Required action
Without including any picture, write out the entries exactly as they stand.

Provided information

· · · ·

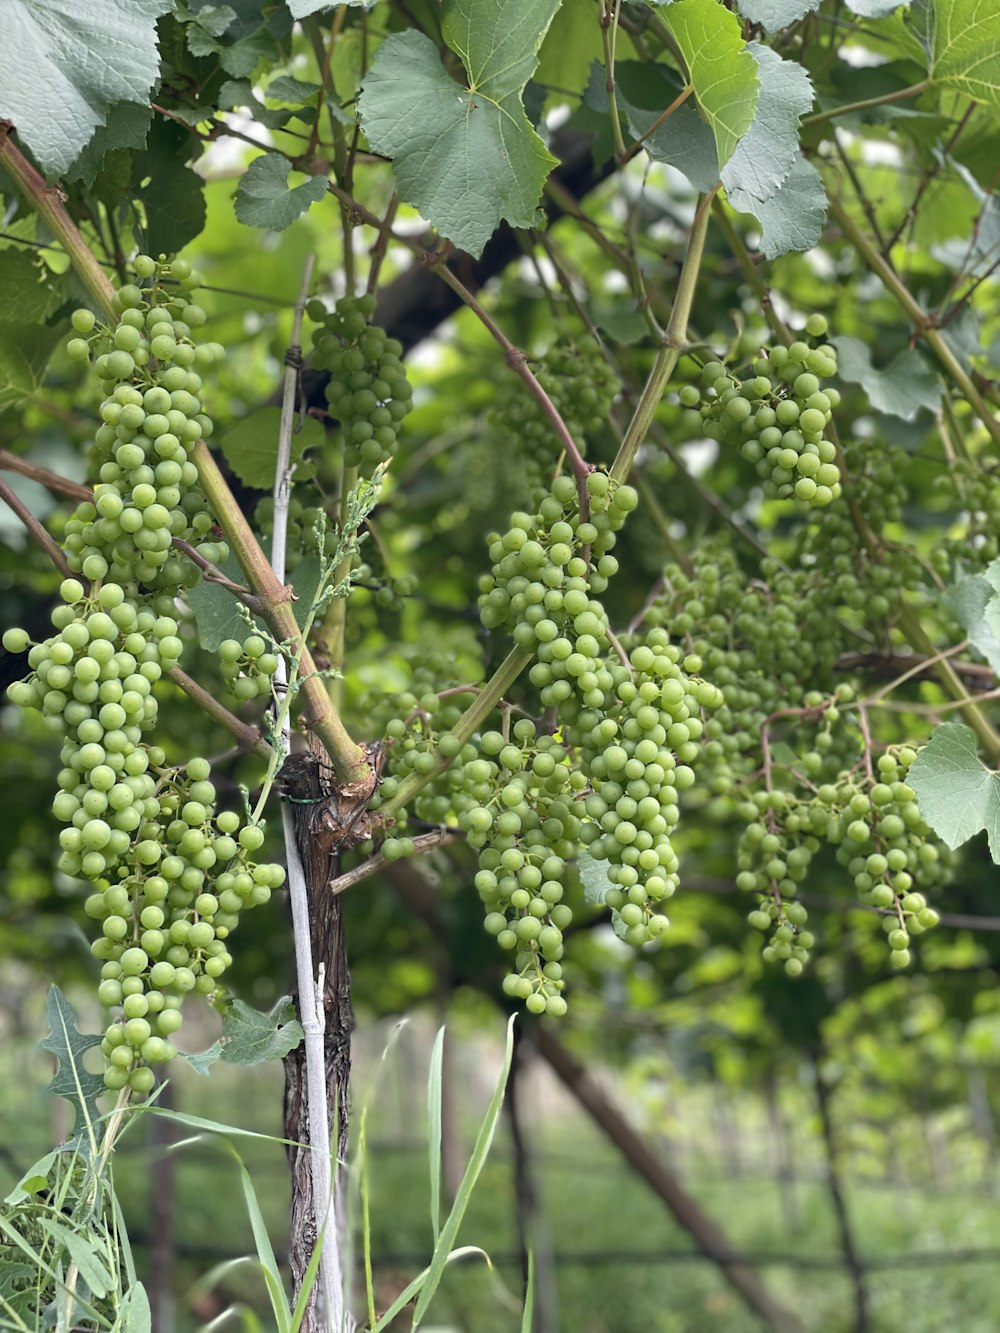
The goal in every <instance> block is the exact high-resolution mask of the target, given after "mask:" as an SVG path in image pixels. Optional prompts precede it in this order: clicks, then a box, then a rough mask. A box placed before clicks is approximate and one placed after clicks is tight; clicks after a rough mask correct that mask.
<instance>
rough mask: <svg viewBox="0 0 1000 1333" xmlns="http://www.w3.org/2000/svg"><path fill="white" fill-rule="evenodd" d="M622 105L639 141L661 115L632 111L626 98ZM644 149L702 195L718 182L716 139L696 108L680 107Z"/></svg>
mask: <svg viewBox="0 0 1000 1333" xmlns="http://www.w3.org/2000/svg"><path fill="white" fill-rule="evenodd" d="M619 105H620V107H621V109H623V111H624V112H625V115H627V116H628V127H629V129H631V131H632V133H633V135H635V136H636V137H639V136H641V135H644V133H647V132H648V131H649V129H651V128H652V125H655V124H656V121H657V120H659V119H660V115H661V112H659V111H643V109H641V108H639V107H633V105H631V103H628V101H627V100H625V99H624V97H620V99H619ZM643 147H644V148H645V151H647V152H648V153H649V156H651V157H652V159H653V160H655V161H657V163H667V164H668V165H671V167H676V168H677V171H679V172H683V173H684V175H685V176H687V177H688V180H689V181H691V184H692V185H693V187H695V189H697V191H701V192H703V193H704V192H707V191H709V189H712V188H713V187H715V184H716V181H717V180H719V157H717V155H716V147H715V136H713V135H712V131H711V128H709V127H708V125H707V124H705V123H704V120H703V119H701V117H700V116H699V113H697V112H696V111H695V108H693V107H688V105H687V104H685V105H683V107H677V109H676V111H675V112H673V115H672V116H671V117H669V120H668V121H665V124H663V125H660V128H659V129H655V131H653V132H652V135H649V137H648V139H647V140H645V144H644V145H643Z"/></svg>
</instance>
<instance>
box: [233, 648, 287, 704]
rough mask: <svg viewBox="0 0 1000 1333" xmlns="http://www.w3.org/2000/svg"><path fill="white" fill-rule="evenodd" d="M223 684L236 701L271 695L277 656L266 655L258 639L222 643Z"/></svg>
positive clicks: (246, 699)
mask: <svg viewBox="0 0 1000 1333" xmlns="http://www.w3.org/2000/svg"><path fill="white" fill-rule="evenodd" d="M219 661H220V664H221V672H223V680H224V681H225V684H227V686H228V688H229V692H231V693H232V696H233V697H235V698H239V700H248V698H257V696H260V694H269V693H271V681H272V680H273V676H275V672H276V670H277V653H271V652H268V645H267V641H265V640H264V639H263V637H261V636H260V635H248V636H247V637H245V639H244V640H243V643H240V640H239V639H224V640H223V641H221V644H220V645H219Z"/></svg>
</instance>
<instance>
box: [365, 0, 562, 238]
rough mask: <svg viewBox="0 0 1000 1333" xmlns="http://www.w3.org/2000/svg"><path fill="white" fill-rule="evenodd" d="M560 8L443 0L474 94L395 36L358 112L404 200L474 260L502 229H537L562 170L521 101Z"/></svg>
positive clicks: (371, 145) (378, 61)
mask: <svg viewBox="0 0 1000 1333" xmlns="http://www.w3.org/2000/svg"><path fill="white" fill-rule="evenodd" d="M557 7H559V0H445V5H444V8H443V17H441V32H443V35H444V40H445V41H447V43H448V45H449V47H451V48H452V49H453V51H455V52H456V53H457V55H459V56H460V57H461V61H463V64H464V67H465V73H467V76H468V87H467V88H465V87H461V85H460V84H457V83H456V81H455V80H453V79H451V77H449V75H448V72H447V71H445V69H444V67H443V65H441V59H440V55H439V51H437V47H436V45H435V44H433V43H432V41H431V40H429V39H428V37H425V36H424V35H423V33H420V32H413V31H411V32H401V33H395V35H393V36H392V37H389V39H388V40H387V41H385V43H384V44H383V45H381V47H380V48H379V53H377V55H376V57H375V60H373V63H372V68H371V69H369V71H368V73H367V76H365V79H364V84H363V89H361V96H360V99H359V104H357V109H359V115H360V117H361V125H363V128H364V132H365V135H367V136H368V143H369V144H371V147H372V148H373V149H375V151H376V152H380V153H384V155H385V156H387V157H392V159H393V172H395V176H396V185H397V189H399V193H400V195H401V197H403V199H405V201H407V203H408V204H412V205H413V207H415V208H417V209H420V212H421V213H423V215H424V217H427V220H428V221H429V223H432V224H433V225H435V227H436V228H437V231H439V232H440V233H441V235H443V236H445V237H447V239H448V240H451V241H453V244H455V245H459V247H461V248H463V249H465V251H468V252H469V253H472V255H481V252H483V247H484V245H485V243H487V241H488V240H489V237H491V236H492V235H493V232H495V231H496V228H497V227H499V224H500V221H501V220H504V219H505V220H507V221H508V223H509V224H511V225H512V227H532V225H535V224H536V223H537V220H539V200H540V197H541V187H543V185H544V183H545V177H547V176H548V173H549V171H551V169H552V167H555V164H556V161H555V159H553V157H552V155H551V153H549V152H548V149H547V148H545V145H544V144H543V141H541V140H540V139H539V136H537V135H536V133H535V131H533V129H532V127H531V123H529V121H528V117H527V116H525V113H524V105H523V103H521V93H523V91H524V87H525V84H527V83H528V80H529V79H531V76H532V73H533V71H535V67H536V64H537V51H539V47H540V44H541V39H543V37H544V35H545V31H547V28H548V25H549V21H551V19H552V16H553V13H555V12H556V8H557Z"/></svg>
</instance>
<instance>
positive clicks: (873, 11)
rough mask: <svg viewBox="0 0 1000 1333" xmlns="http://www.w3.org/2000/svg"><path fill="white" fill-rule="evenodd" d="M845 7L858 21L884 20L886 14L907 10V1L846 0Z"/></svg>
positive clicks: (887, 14) (908, 0)
mask: <svg viewBox="0 0 1000 1333" xmlns="http://www.w3.org/2000/svg"><path fill="white" fill-rule="evenodd" d="M847 7H848V9H849V11H851V13H856V15H857V17H859V19H884V17H885V15H888V13H895V12H896V11H897V9H901V8H908V7H909V0H847Z"/></svg>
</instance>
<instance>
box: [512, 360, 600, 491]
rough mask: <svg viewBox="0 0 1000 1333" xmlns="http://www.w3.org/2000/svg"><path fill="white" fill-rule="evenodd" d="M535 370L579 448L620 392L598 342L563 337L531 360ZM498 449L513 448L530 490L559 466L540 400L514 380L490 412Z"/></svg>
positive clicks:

· · · ·

Solution to this problem
The goal in every <instance> block is the exact high-resolution mask of the target, given after "mask:" as an SVG path in image pixels. Optional prompts precede it in this order: clicks, then a box, then a rough mask. A box placed before clicks is approximate and one placed after clicks is tight; clicks after a rough mask correct that mask.
<instance>
rough mask: <svg viewBox="0 0 1000 1333" xmlns="http://www.w3.org/2000/svg"><path fill="white" fill-rule="evenodd" d="M622 105L639 141L661 115L632 111L626 98ZM644 149L702 195L718 182L716 139L696 108L680 107Z"/></svg>
mask: <svg viewBox="0 0 1000 1333" xmlns="http://www.w3.org/2000/svg"><path fill="white" fill-rule="evenodd" d="M619 105H620V107H621V109H623V111H624V112H625V115H627V116H628V127H629V129H631V131H632V133H633V135H635V136H636V137H639V136H641V135H644V133H647V132H648V131H649V129H651V128H652V125H655V124H656V121H657V120H659V119H660V115H661V112H659V111H643V109H641V108H639V107H633V105H631V103H628V101H627V100H625V99H624V97H620V99H619ZM643 147H644V148H645V151H647V152H648V153H649V156H651V157H652V159H653V160H655V161H657V163H667V164H668V165H671V167H676V168H677V171H679V172H683V173H684V175H685V176H687V177H688V180H689V181H691V184H692V185H693V187H695V189H697V191H701V192H703V193H704V192H707V191H709V189H712V188H713V187H715V184H716V181H717V180H719V157H717V155H716V147H715V136H713V135H712V131H711V128H709V127H708V125H707V124H705V123H704V120H703V119H701V117H700V116H699V113H697V112H696V111H695V108H693V107H688V105H687V104H685V105H683V107H677V109H676V111H675V112H673V115H672V116H671V117H669V120H668V121H665V124H663V125H660V128H659V129H655V131H653V132H652V135H649V137H648V139H647V140H645V144H644V145H643Z"/></svg>
</instance>
<instance>
box: [233, 648, 287, 704]
rough mask: <svg viewBox="0 0 1000 1333" xmlns="http://www.w3.org/2000/svg"><path fill="white" fill-rule="evenodd" d="M223 684L236 701L271 695L277 656L266 655L258 639L222 643Z"/></svg>
positive clicks: (246, 699)
mask: <svg viewBox="0 0 1000 1333" xmlns="http://www.w3.org/2000/svg"><path fill="white" fill-rule="evenodd" d="M219 661H220V664H221V672H223V680H224V681H225V684H227V686H228V688H229V692H231V693H232V696H233V697H235V698H239V700H248V698H257V696H260V694H269V693H271V681H272V680H273V676H275V672H276V670H277V653H271V652H268V645H267V641H265V640H264V639H263V637H261V636H260V635H248V636H247V637H245V639H244V640H243V643H240V640H239V639H224V640H223V641H221V644H220V645H219Z"/></svg>
</instance>
<instance>
box: [365, 0, 562, 238]
rough mask: <svg viewBox="0 0 1000 1333" xmlns="http://www.w3.org/2000/svg"><path fill="white" fill-rule="evenodd" d="M560 8L443 0L474 94L395 36L358 112L404 200L474 260L502 229H537L562 170L521 101Z"/></svg>
positive clicks: (371, 145) (378, 61)
mask: <svg viewBox="0 0 1000 1333" xmlns="http://www.w3.org/2000/svg"><path fill="white" fill-rule="evenodd" d="M557 7H559V0H445V5H444V8H443V17H441V32H443V35H444V40H445V41H447V43H448V45H449V47H451V48H452V49H453V51H455V52H456V53H457V55H459V56H460V57H461V61H463V64H464V67H465V73H467V76H468V87H467V88H465V87H461V85H460V84H457V83H456V81H455V80H453V79H451V77H449V75H448V72H447V71H445V69H444V67H443V65H441V59H440V55H439V51H437V47H436V45H435V44H433V43H432V41H431V40H429V39H428V37H425V36H424V35H423V33H420V32H413V31H411V32H401V33H395V35H393V36H392V37H389V39H388V40H387V41H385V43H384V44H383V45H381V47H380V48H379V53H377V55H376V57H375V60H373V63H372V68H371V69H369V71H368V73H367V76H365V79H364V84H363V89H361V96H360V99H359V104H357V109H359V115H360V117H361V125H363V128H364V132H365V135H367V136H368V143H369V144H371V147H372V148H373V149H375V151H376V152H380V153H384V155H385V156H387V157H392V159H393V172H395V176H396V185H397V189H399V193H400V195H401V197H403V199H405V201H407V203H408V204H412V205H413V207H415V208H417V209H420V212H421V213H423V215H424V217H427V220H428V221H429V223H432V224H433V225H435V227H436V228H437V231H439V232H440V233H441V235H443V236H445V237H447V239H448V240H451V241H453V244H455V245H459V247H461V248H463V249H465V251H468V252H469V253H472V255H481V252H483V247H484V245H485V243H487V241H488V240H489V237H491V236H492V235H493V232H495V231H496V228H497V227H499V224H500V221H501V220H504V219H505V220H507V221H508V223H509V224H511V225H512V227H532V225H535V224H536V223H537V220H539V200H540V197H541V187H543V185H544V183H545V177H547V176H548V173H549V171H551V169H552V167H555V164H556V161H555V159H553V157H552V155H551V153H549V152H548V149H547V148H545V145H544V144H543V141H541V140H540V139H539V136H537V135H536V133H535V131H533V129H532V127H531V123H529V121H528V117H527V116H525V113H524V105H523V103H521V93H523V91H524V87H525V84H527V83H528V80H529V79H531V76H532V73H533V71H535V67H536V64H537V51H539V47H540V44H541V39H543V37H544V35H545V31H547V28H548V25H549V21H551V19H552V16H553V13H555V12H556V8H557Z"/></svg>
</instance>
<instance>
positive clicks: (873, 11)
rough mask: <svg viewBox="0 0 1000 1333" xmlns="http://www.w3.org/2000/svg"><path fill="white" fill-rule="evenodd" d="M845 7L858 21L884 20L886 14L907 10V1L846 0Z"/></svg>
positive clicks: (887, 14) (908, 0)
mask: <svg viewBox="0 0 1000 1333" xmlns="http://www.w3.org/2000/svg"><path fill="white" fill-rule="evenodd" d="M847 7H848V9H849V11H851V13H856V15H857V17H859V19H884V17H885V15H888V13H895V12H896V11H897V9H901V8H908V7H909V0H847Z"/></svg>
</instance>
<instance>
box: [512, 360, 600, 491]
rough mask: <svg viewBox="0 0 1000 1333" xmlns="http://www.w3.org/2000/svg"><path fill="white" fill-rule="evenodd" d="M535 370L579 448L620 392L598 342L563 337L531 360ZM498 449L513 448L530 490L559 466L540 400L514 380L490 412Z"/></svg>
positive clicks:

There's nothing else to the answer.